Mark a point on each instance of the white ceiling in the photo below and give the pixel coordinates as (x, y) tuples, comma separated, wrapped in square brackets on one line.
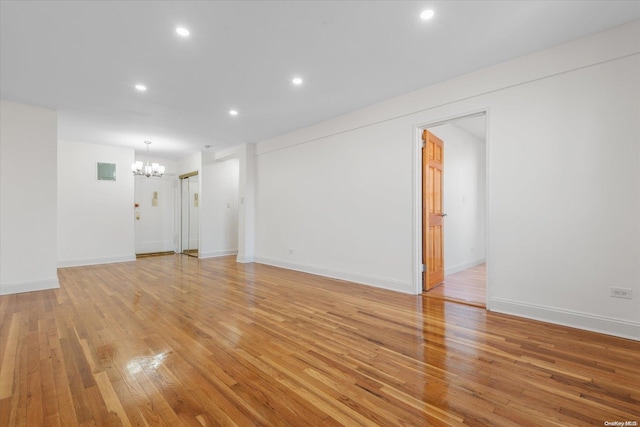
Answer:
[(83, 59)]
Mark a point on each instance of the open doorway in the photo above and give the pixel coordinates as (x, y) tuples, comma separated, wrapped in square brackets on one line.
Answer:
[(454, 210), (154, 212), (189, 214)]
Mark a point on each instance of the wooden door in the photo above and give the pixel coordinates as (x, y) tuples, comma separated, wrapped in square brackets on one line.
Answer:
[(432, 215)]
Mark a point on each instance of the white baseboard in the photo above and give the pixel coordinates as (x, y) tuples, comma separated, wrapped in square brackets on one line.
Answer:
[(460, 267), (215, 254), (155, 246), (378, 282), (36, 285), (95, 261), (604, 325), (243, 259)]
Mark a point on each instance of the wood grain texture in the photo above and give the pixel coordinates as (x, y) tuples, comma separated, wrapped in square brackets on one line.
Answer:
[(466, 287), (179, 341)]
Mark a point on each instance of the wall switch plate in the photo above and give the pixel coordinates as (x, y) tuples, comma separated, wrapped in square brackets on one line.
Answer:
[(620, 292)]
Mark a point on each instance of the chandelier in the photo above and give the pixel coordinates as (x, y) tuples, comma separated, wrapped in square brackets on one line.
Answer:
[(153, 169)]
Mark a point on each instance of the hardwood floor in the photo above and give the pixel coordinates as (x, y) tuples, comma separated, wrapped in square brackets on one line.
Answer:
[(179, 341), (466, 287)]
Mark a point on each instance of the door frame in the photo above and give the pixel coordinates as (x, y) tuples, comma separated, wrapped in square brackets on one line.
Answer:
[(417, 194), (181, 210)]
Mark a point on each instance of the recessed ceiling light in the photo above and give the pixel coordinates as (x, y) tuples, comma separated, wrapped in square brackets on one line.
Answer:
[(426, 14), (182, 31)]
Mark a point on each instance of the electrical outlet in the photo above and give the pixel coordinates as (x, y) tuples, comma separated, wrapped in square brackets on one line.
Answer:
[(620, 293)]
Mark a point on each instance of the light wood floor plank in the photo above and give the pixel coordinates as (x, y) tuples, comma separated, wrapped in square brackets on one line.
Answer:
[(176, 341)]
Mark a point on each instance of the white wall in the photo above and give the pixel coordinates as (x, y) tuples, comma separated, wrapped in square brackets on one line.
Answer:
[(219, 209), (464, 198), (28, 215), (563, 180), (95, 218)]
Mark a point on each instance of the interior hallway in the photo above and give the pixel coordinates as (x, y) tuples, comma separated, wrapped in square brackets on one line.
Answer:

§

Work request - If a line above holds the string "light", return it as it stands.

Answer below -
Mark a point on each instance of the recessed ceiling light in the photo above and give the pixel coordinates as (x, y) tuples, comma separated, wrapped in square brackets on one line.
Mark a point on each instance of the light wood floor plank in the photo above and give the pixel coordinates as (x, y) tuples, comma separated, wrapped in square brackets on one line.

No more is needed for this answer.